>> Start SELECTED EXTRACT
Scientists to discuss ways to 'climate-proof' crops*

HYDERABAD, India, Nov 21 (AFP) Nov 21, 2007

Scientists will discuss ways to protect crops from climate change and
boost farm produce when they gather in this Indian city this week,
organisers of the meet said Wednesday.

Experts from 15 international agricultural research centres will discuss
how to "climate-proof" crops, at the three-day meet starting Thursday,
said Gopikrishna Warrier, spokesman for the International Crops Research
Institute.

Martin Parry, co-head of the Nobel Peace Prize-winning Intergovernmental
Panel on Climate Change, will attend the event that precedes next
month's global summit on climate change in the Indonesian resort island
of Bali.

Ahead of that summmit, scientists and environmental groups are mounting
pressure for more action by governments to fight global warming.

In Hyderabad, Parry will talk of the implications of climate change for
crop yields, global food supply and risk of hunger, said ICRISAT, a
non-profit research group.
>> End SELECTED EXTRACT
- INSTRUCTION A -
Express every line of the entries in Block 1 as a JSON list of strings, one string per line, leaving out blank lines.
The news article and the entries are unrelated pieces of material.
>> Start INPUT ROWS
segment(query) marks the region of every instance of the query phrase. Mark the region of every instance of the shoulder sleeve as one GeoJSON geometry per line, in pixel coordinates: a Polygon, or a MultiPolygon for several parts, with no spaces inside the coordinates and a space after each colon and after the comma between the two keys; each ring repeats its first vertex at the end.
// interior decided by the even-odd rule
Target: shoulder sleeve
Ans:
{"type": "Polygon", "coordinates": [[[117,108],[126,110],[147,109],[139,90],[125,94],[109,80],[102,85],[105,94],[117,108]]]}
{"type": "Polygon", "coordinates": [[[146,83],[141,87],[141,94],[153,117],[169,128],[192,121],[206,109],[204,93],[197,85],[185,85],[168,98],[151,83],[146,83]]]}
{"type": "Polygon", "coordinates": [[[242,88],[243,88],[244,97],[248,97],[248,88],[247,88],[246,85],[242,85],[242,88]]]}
>> End INPUT ROWS
- INSTRUCTION B -
According to the climate-proof crops article, what will Parry discuss the implications of climate change for in Hyderabad? List each item.

- CORRECT OUTPUT A -
[
  "segment(query) marks the region of every instance of the query phrase. Mark the region of every instance of the shoulder sleeve as one GeoJSON geometry per line, in pixel coordinates: a Polygon, or a MultiPolygon for several parts, with no spaces inside the coordinates and a space after each colon and after the comma between the two keys; each ring repeats its first vertex at the end.",
  "// interior decided by the even-odd rule",
  "Target: shoulder sleeve",
  "Ans:",
  "{\"type\": \"Polygon\", \"coordinates\": [[[117,108],[126,110],[147,109],[139,90],[125,94],[109,80],[102,85],[105,94],[117,108]]]}",
  "{\"type\": \"Polygon\", \"coordinates\": [[[146,83],[141,87],[141,94],[153,117],[169,128],[192,121],[206,109],[204,93],[197,85],[185,85],[168,98],[151,83],[146,83]]]}",
  "{\"type\": \"Polygon\", \"coordinates\": [[[242,88],[243,88],[244,97],[248,97],[248,88],[247,88],[246,85],[242,85],[242,88]]]}"
]

- CORRECT OUTPUT B -
- crop yields
- global food supply
- risk of hunger